Extract to read:
The National Center for Access to Justice carried out interviews with more than 60 people who have a sharp, firsthand perspective on America’s access to justice crisis and the kind of change they think is needed.  None of them are lawyers. Most work directly, every day, with people who suffer for want of legal help. This report shows why those perspectives are so vital to any hope of solving America's access to justice crisis.

The law does not belong to lawyers. It belongs to everyone in this country who needs the law’s protection, who wants to use the law to improve their lives, or who finds themselves in court against their will. Yet conversations about who should be allowed to use the law tend to have only lawyers in the room. So do state-led efforts to imagine new ways of extending legal help to more people. The result is a failure of perspective and imagination, against a crisis of unmet legal need that is only growing worse.

Every year, millions of Americans who need help with their legal problems find out that there is no such help on offer. Some are left to go it alone in court, where they may stand little chance against a better-equipped adversary. Some lose their homes, their savings and their children in cases they might have won with the right kind of help. Others avoid the legal system altogether, in situations where it could help vindicate their rights or win reparation for abuse.

Lawyers are expensive, and in many communities there simply aren’t enough of them. There is also no economical way for private attorneys to take on many kinds of low-value legal matters. Legal aid provides excellent representation to many but is dwarfed by the scale of unmet need—and most Americans do not qualify for those services at all. There is a vast universe of people who need help but will never sit down with a lawyer. Many do not understand how much of a difference legal help could make in their lives.

Many of these people end up being casualties of America’s broken legal services market. Every state gives lawyers a sweeping monopoly over the provision of legal services, including the kind of basic legal advice and support many self-represented litigants crave. Policymakers see this as a way to protect consumers from incompetence and exploitation. In reality, it serves some litigants well while failing everyone else completely.

Given information:

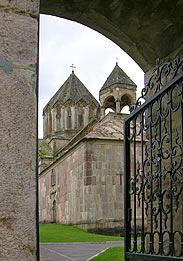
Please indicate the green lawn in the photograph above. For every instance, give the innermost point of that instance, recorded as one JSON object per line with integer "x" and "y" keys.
{"x": 53, "y": 233}
{"x": 111, "y": 254}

Short exercise: According to the access to justice text, how many people did the National Center for Access to Justice interview? The lines have nothing to do with the text.

Output for this exercise: More than 60 people.